Aufgabe 1 -
Geben Sie den Bericht über die Lage am Flughafen von Port-au-Prince in zwei Sätzen wieder.
Aufgabe 2 -
Prüfen Sie anhand des Berichts über den Flughafen von Port-au-Prince, ob die folgenden Aussagen zutreffen: (a) Die US-Truppen übernahmen die Kontrolle über den Flughafen in Absprache mit der haitianischen Regierung. (b) Der Flughafen verfügt über mehrere Landebahnen. (c) Die französischen Staatsbürger wurden am Freitag nach Guadeloupe ausgeflogen. Antworten Sie jeweils mit Ja oder Nein, und zitieren Sie die entscheidenden Worte des Berichts wörtlich.
Aufgabe 3 -
Schreiben Sie den Bericht über die Evakuierungen am Flughafen von Port-au-Prince im Anschluss an seinen letzten Satz weiter.

Bild: Ein UN-Soldat schützt Lebensmittelpakete.
PORT-AU-PRINCE afp/dpa | Abgewiesene Flugzeuge voller Hilfsgüter, hunderte
Flüchtlinge, die auf ihre Evakuierung warten, tonnenweise Nahrungsmittel,
die keiner verteilt: Auf dem von US-Truppen kontrollierten Flughafen der
haitianischen Hauptstadt Port-au-Prince herrscht noch immer das blanke
Chaos. Gleichzeitig wächst die Kritik an den US-Truppen. "Lasst uns die
Landebahn stürmen", brüllt ein verzweifelter Mann.
"Sie fliegen nur die Amerikaner aus und nicht die anderen", kritisiert der
50-jährige Franzose Charles Misteder. "Das amerikanische Monopol muss
aufhören. Sie lassen uns nicht nach Hause." US-Truppen hatten am Freitag in
Absprache mit der haitianischen Regierung die Kontrolle über den beim
Erdbeben beschädigten Flugplatz Toussaint L´Ouverture übernommen.
"Nur amerikanische Pässe", ruft ein Angehöriger des US-Außenministeriums in
französischer Sprache am Eingang des Flughafens, wo sich hunderte
Flüchtlinge drängen. Diplomaten anderer Staaten versuchen wütend, eigene
Landsleute zu wartenden Flugzeugen zu führen. Den USA wird vorgeworfen, die
einzige Landebahn des kleinen Flughafens für die Evakuierung von US-Bürgern
zu beanspruchen. Die US-Botschaft dementiert dies. In Haiti leben 40.000
bis 45.000 US-Bürger.
Rund 200 französische Staatsbürger hatten die Nacht auf Samstag auf der
Landebahn verbracht, nachdem ihre Evakuierung auf die französische
Karibikinsel Guadeloupe am Freitag gescheitert war. In letzter Minute war
einem Flugzeug, das sie dorthin bringen sollte, die Landeerlaubnis entzogen
worden. Am Samstag wurden sie schließlich ausgeflogen.

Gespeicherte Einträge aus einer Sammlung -

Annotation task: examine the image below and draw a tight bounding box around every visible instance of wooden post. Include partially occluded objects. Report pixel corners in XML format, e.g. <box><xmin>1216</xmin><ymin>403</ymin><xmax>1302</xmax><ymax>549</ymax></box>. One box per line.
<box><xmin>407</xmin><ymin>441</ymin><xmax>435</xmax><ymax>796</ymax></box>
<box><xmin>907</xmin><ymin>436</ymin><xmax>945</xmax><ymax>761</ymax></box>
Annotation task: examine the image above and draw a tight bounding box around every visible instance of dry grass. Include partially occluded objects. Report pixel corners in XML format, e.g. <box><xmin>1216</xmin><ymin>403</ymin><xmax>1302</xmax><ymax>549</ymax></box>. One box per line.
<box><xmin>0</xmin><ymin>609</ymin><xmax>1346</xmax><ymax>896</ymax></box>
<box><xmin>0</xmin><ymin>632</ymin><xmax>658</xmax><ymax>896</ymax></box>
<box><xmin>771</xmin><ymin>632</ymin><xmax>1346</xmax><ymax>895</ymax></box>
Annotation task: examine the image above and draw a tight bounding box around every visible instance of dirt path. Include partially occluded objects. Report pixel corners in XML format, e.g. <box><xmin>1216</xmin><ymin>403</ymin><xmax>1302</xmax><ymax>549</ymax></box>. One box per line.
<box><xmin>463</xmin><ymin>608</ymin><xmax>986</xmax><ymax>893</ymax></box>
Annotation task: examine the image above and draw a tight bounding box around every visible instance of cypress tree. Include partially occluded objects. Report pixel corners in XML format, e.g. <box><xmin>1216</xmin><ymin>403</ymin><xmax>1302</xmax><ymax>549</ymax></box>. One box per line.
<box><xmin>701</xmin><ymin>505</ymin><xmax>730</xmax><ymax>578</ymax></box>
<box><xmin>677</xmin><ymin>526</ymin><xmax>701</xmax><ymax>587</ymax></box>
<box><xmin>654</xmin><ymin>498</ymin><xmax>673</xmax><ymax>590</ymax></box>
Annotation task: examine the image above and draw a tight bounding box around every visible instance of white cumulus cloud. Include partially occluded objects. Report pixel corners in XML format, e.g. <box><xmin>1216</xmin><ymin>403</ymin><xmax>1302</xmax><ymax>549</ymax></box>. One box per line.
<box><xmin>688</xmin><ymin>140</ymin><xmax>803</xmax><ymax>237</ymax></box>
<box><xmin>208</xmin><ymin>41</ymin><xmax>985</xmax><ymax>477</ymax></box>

Schriftliche Antwort 1 -
Auf dem von US-Truppen kontrollierten Flughafen von Port-au-Prince herrscht Chaos: Flugzeuge mit Hilfsgütern werden abgewiesen, hunderte Flüchtlinge warten auf ihre Evakuierung, und Nahrungsmittel werden nicht verteilt. Den USA wird vorgeworfen, die einzige Landebahn für die Evakuierung von US-Bürgern zu beanspruchen, was die US-Botschaft dementiert, und rund 200 Franzosen, deren Evakuierung am Freitag gescheitert war, wurden am Samstag ausgeflogen.

Schriftliche Antwort 2 -
(a) Ja: „US-Truppen hatten am Freitag in Absprache mit der haitianischen Regierung die Kontrolle über den beim Erdbeben beschädigten Flugplatz Toussaint L´Ouverture übernommen.“
(b) Nein: „die einzige Landebahn des kleinen Flughafens“
(c) Nein: „nachdem ihre Evakuierung auf die französische Karibikinsel Guadeloupe am Freitag gescheitert war“

Schriftliche Antwort 3 -
Kritik kommt auch von der haitianischen Regierung: "Es gibt große
Koordinierungsprobleme am Flughafen" sagte am Wochenende
Regierungsvertreter Michel Chancy. "Die Haitianer werden über die Ankunft
von Flugzeugen nicht unterrichtet. Wenn sie dann landen, dann übernimmt
niemand die Ware und große Mengen von Gütern kommen ohne Koordination an."
Flüge mit medizinischer Ausrüstung und Nahrungsmitteln aus Argentinien,
Mexiko und Peru wurden nach Angaben von Vertretern der USA und der
Vereinten Nationen in die Dominikanische Republik und auf benachbarte
Inseln umgeleitet.
US-Außenministerin Hillary Clinton betonte am Samstag bei einem Blitzbesuch
auf dem Flughafen, die USA seien auf Einladung der haitianischen Regierung
hier: "Wir sind heute hier, wir werden morgen hier sein und in der Zeit,
die vor uns liegt." Die US-Armee schickt mehr als 10.000 Soldaten in den
schwer verwüsteten Karibikstaat. Kritik wies Clinton als "nicht zutreffend"
zurück.
Der US-Botschafter in Haiti, Kenneth Merten, räumt hingegen Schwierigkeiten
ein. "Es ist normal, dass es Frustrationen gibt", sagte er. Dafür seien vor
allem Kommunikationsprobleme verantwortlich: "Sobald es Handy-Empfang gibt,
wird es viel besser funktionieren."
Nach Angaben von Silvestre Castro, dem Leiter des freiwilligen
Logistik-Teams der DHL in Amerika, landen täglich rund 45 Maschinen auf dem
Flughafen, knapp die Hälfte in der Nacht, praktisch alles Militärflugzeuge.
"Ich habe nur acht Flugzeuge mit humanitärem Material täglich gezählt",
berichtet Castro, ein Mann aus Panama. "Lebensmittel, zum Beispiel Reis
oder Milch, habe ich noch nicht ankommen gesehen."
Neben den Problemen am Flughafen dürften einem rascheren Beginn der
Hilfslieferungen noch andere Hindernisse im Wege stehen. Die
Organisationen, die nach Haiti kommen, um zu helfen, verfügen nicht über
Strukturen, um dort zu arbeiten. Dazu gehören Unterkünfte, Büros,
Kommunikationsmittel oder Fahrzeuge und Ausrüstung. Es gibt wegen der
Zerstörung auch keine Gebäude, in die sie einziehen könnten.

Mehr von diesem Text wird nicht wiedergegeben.